- _INSTRUCTIONS_:
1. According to the article on rising temperatures, why is a rise of two degrees Celsius so important?
2. Answer these questions from the article on rising temperatures:
(a) Which two examples are given of environmental aspects that have sparked debate?
(b) Which year was the hottest on record?
(c) What result of a two-degree rise would affect the food supply?
3. Return the part of the article on rising temperatures starting at "2016 was the" and ending at "by climate change.".

- _PASSAGE PROVIDED_:
-*-*-

Why Students Should Care About Rising Temperatures

By Ben Norrito - Sep 01 2017

Environmental issues have always been a hot-button political issue, and they have become even more important after the 2016 election. There are a lot of different aspects of the environment that have sparked debate, from rising sea levels to fracking. One of the most important factors affecting our environment today is the rapid and exponential rise of the overall global temperature.

2016 was the hottest year on record. The hottest year ever before that was 2015, and the record holder before that was 2014. In fact, 16 of the 17 hottest years on record have occurred since 2001. The data agrees  temperatures are rising. There's no denying it. The temperature is rapidly increasing at an average rate of .17 degrees Celsius since 1980. This is detrimental, because the change in temperature can cause a range of effects from rising sea levels to harsh weather and heat waves. Hurricane Harvey is a prime example of deadly weather that was helped along by climate change. 

However, the rising temperature is bigger than Hurricane Harvey. If we were to reach a temperature that has risen more than 2 Degrees Celsius, we will be in huge trouble. These two degrees are so important because they will most likely result in longer droughts and heat waves, which will in turn affect our food supply and our ability to sustain the earth's population.

-*-*-

(Labeled-object pointing records)
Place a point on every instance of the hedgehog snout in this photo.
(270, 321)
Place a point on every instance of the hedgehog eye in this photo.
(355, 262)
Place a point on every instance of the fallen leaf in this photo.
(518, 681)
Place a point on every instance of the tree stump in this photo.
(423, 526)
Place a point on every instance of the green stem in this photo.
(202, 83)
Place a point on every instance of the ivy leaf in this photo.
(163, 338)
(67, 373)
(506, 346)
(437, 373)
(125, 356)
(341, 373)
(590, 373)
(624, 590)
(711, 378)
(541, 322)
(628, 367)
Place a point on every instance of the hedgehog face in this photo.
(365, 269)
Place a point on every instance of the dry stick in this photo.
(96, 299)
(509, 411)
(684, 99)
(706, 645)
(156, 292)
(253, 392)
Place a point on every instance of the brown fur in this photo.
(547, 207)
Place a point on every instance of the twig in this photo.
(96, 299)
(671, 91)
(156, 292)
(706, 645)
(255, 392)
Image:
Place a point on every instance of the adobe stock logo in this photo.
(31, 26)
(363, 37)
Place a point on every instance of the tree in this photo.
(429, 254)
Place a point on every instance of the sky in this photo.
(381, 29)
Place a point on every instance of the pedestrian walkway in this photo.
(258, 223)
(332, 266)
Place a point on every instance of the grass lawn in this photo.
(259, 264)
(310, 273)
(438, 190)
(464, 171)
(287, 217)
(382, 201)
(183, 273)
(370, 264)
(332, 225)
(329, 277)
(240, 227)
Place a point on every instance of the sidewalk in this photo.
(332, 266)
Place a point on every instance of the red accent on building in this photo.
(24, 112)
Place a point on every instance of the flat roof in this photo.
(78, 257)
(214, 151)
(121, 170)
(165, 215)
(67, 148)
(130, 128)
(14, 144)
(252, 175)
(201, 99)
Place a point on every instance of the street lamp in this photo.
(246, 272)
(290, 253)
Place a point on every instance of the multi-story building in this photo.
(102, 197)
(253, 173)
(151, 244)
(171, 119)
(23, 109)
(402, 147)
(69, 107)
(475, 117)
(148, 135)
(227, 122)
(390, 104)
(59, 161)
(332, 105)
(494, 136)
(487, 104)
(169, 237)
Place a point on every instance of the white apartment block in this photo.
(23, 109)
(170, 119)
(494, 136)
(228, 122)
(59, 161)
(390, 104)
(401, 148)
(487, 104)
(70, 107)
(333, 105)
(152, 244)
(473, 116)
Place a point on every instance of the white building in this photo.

-*-*-

- _FINAL ANSWERS_:
1. A rise of two degrees Celsius would most likely bring longer droughts and heat waves. These would in turn affect our food supply and our ability to sustain the earth's population.

2.
(a) Rising sea levels and fracking.
(b) 2016.
(c) Longer droughts and heat waves.

3.
2016 was the hottest year on record. The hottest year ever before that was 2015, and the record holder before that was 2014. In fact, 16 of the 17 hottest years on record have occurred since 2001. The data agrees  temperatures are rising. There's no denying it. The temperature is rapidly increasing at an average rate of .17 degrees Celsius since 1980. This is detrimental, because the change in temperature can cause a range of effects from rising sea levels to harsh weather and heat waves. Hurricane Harvey is a prime example of deadly weather that was helped along by climate change.